"P.I.M.P." is a song by American rapper 50 Cent, from his debut studio album Get Rich or Die Tryin' (2003). The song features production from Mr. Porter of D12 and was mixed by Dr. Dre.

A remixed version of the song, featuring fellow rappers Snoop Dogg, Lloyd Banks and Young Buck, was released as the album's fourth official single on August 12, 2003, although the remix was not initially part of the track listing; it was later added as a bonus track to some digital editions of the album.

Upon its release, "P.I.M.P." was a significant commercial success, especially in the United States, where it peaked at number 3 on the Billboard Hot 100 and reached the Top 10 of many national charts worldwide. The song was later certified Gold by the RIAA for sales of 500,000+ copies.

Content
Musically, the song is based on a highly steelpan prominent production from Mr. Porter from D12, and although it is predominantly a rap song, features elements of other genres, especially reggae, or music similar to that of the Caribbean. Lyrically, the song glorifies 50 Cent's supposed involvement in the 'pimp' lifestyle.

Music video
The music video features the four rappers rapping with topless women. The video comes in two slightly different versions: one with the topless women and a "clean" version without. On July 15, 2003, the video debuted on MTV's Total Request Live at number nine and stayed on the chart for fifty days. At the 2004 MTV Video Music Awards, it was nominated for Best Rap Video, but lost to Jay-Z's "99 Problems".

The video had 50 Cent trying to audition to become a member of the P.I.M.P. Legion of Doom that is led by Snoop Dogg's character. When asked why they should let him join the P.I.M.P. Legion of Doom as he doesn't have a Cadillac and/or a perm, 50 Cent ends up winning their favor by showing off his Magic Stick.

- _The tasks_
1) In the article on the song P.I.M.P., who mixed the song?
2) Please copy word for word everything in the article on the song P.I.M.P. from "The video had" down to "his Magic Stick.".

(A series of records)
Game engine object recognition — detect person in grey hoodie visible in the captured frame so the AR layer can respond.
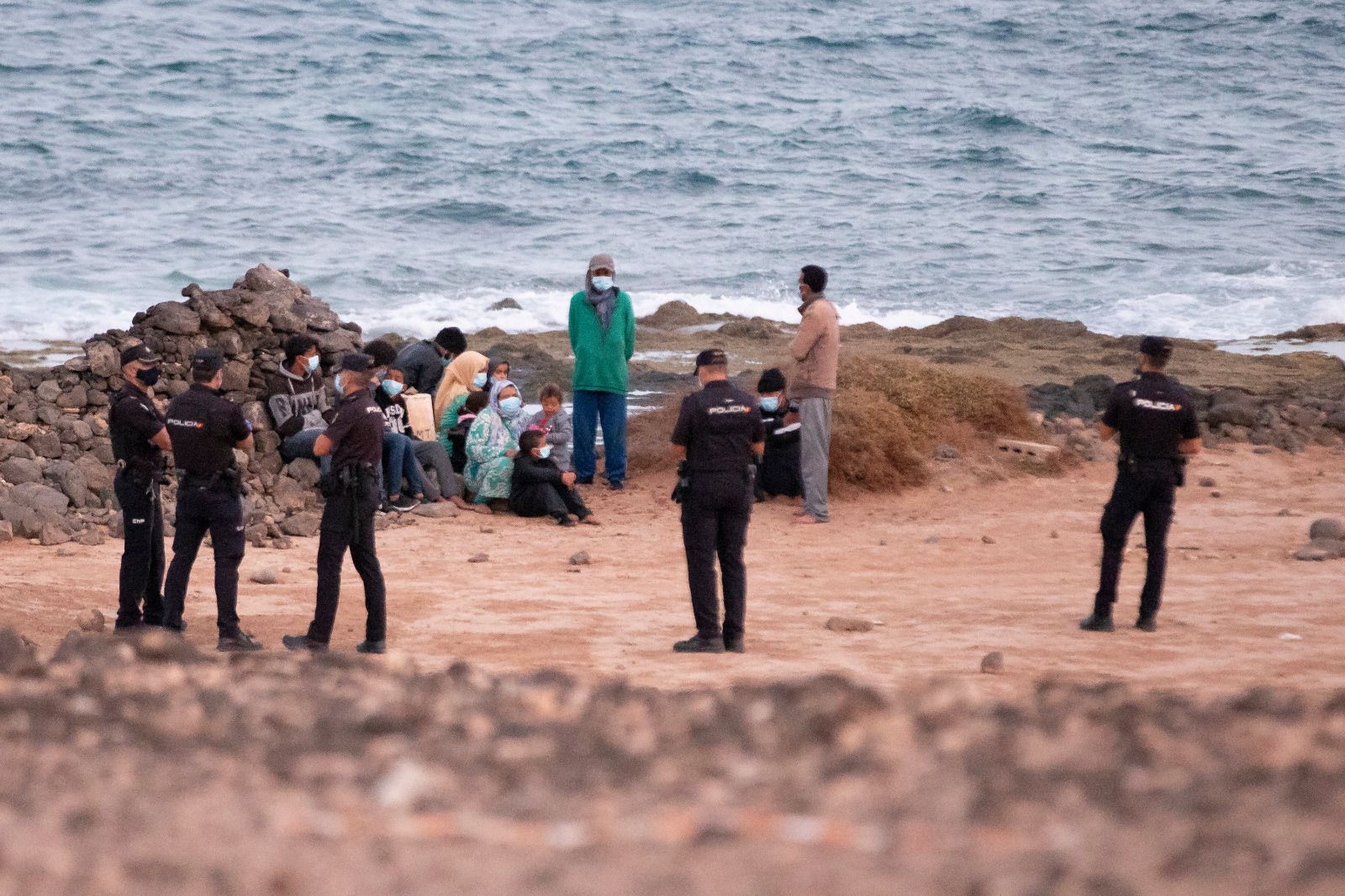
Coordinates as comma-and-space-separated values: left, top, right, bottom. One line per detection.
266, 335, 336, 463
525, 382, 574, 472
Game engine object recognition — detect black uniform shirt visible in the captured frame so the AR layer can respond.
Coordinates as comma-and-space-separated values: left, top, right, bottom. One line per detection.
672, 379, 765, 472
168, 383, 251, 477
108, 382, 164, 468
325, 389, 383, 470
1101, 372, 1200, 460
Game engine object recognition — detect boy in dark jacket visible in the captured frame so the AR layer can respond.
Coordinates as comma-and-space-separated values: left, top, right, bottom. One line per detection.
509, 430, 597, 526
756, 367, 803, 500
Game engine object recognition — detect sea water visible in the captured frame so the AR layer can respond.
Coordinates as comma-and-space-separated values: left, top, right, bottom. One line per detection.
0, 0, 1345, 349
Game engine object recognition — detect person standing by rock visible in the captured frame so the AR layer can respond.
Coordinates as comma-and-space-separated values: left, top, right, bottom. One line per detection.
789, 265, 841, 524
397, 327, 467, 396
282, 352, 388, 654
1079, 336, 1201, 631
108, 345, 172, 631
569, 255, 635, 491
266, 335, 335, 463
672, 349, 765, 654
164, 349, 261, 651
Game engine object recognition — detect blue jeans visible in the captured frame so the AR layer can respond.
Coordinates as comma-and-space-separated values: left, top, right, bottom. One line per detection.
383, 432, 425, 498
572, 389, 625, 483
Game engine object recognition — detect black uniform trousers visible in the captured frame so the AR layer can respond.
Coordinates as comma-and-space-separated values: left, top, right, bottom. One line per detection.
682, 472, 752, 638
1094, 460, 1177, 616
509, 482, 589, 519
112, 470, 164, 628
308, 475, 388, 645
164, 477, 246, 638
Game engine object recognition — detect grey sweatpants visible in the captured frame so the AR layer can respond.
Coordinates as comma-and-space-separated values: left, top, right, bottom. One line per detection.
799, 398, 831, 522
412, 440, 462, 500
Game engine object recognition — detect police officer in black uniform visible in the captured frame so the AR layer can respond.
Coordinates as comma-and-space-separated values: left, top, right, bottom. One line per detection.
164, 349, 261, 651
108, 345, 171, 631
672, 349, 765, 654
1079, 336, 1201, 631
282, 354, 388, 654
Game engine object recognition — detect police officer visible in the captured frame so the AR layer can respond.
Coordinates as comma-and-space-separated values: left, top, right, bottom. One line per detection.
282, 354, 388, 654
672, 349, 765, 654
1079, 336, 1201, 631
164, 349, 261, 651
108, 345, 171, 631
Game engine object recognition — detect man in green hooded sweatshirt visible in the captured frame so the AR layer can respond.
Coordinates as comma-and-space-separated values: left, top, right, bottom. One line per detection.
570, 256, 635, 491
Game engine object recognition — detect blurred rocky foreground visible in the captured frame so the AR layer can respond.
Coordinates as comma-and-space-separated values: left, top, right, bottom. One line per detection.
0, 631, 1345, 896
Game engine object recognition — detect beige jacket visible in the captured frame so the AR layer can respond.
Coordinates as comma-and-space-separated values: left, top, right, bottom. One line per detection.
789, 296, 841, 398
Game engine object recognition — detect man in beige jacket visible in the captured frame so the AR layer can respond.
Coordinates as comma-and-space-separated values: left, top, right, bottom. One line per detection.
789, 265, 841, 524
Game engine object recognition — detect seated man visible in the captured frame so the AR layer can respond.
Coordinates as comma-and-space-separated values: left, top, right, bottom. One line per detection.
266, 335, 336, 463
509, 430, 597, 526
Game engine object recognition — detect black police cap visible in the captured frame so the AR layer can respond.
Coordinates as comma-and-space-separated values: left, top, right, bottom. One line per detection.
121, 342, 159, 367
191, 349, 224, 376
336, 351, 374, 372
691, 349, 729, 372
1139, 336, 1173, 358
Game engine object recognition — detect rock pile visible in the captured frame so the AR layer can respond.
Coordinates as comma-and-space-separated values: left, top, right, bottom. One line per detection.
1025, 376, 1345, 457
0, 265, 387, 545
0, 631, 1345, 896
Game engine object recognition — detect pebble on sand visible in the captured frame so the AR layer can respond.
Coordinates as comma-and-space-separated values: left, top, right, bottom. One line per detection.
827, 616, 873, 631
76, 608, 108, 632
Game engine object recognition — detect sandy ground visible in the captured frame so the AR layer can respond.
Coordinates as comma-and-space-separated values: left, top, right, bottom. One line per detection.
0, 446, 1345, 696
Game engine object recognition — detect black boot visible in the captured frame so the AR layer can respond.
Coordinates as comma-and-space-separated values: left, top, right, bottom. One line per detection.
1079, 611, 1116, 631
672, 635, 724, 654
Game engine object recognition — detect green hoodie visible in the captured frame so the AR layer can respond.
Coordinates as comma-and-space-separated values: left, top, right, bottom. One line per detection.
570, 291, 635, 396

- _Results_
1) Dr. Dre

2)
The video had 50 Cent trying to audition to become a member of the P.I.M.P. Legion of Doom that is led by Snoop Dogg's character. When asked why they should let him join the P.I.M.P. Legion of Doom as he doesn't have a Cadillac and/or a perm, 50 Cent ends up winning their favor by showing off his Magic Stick.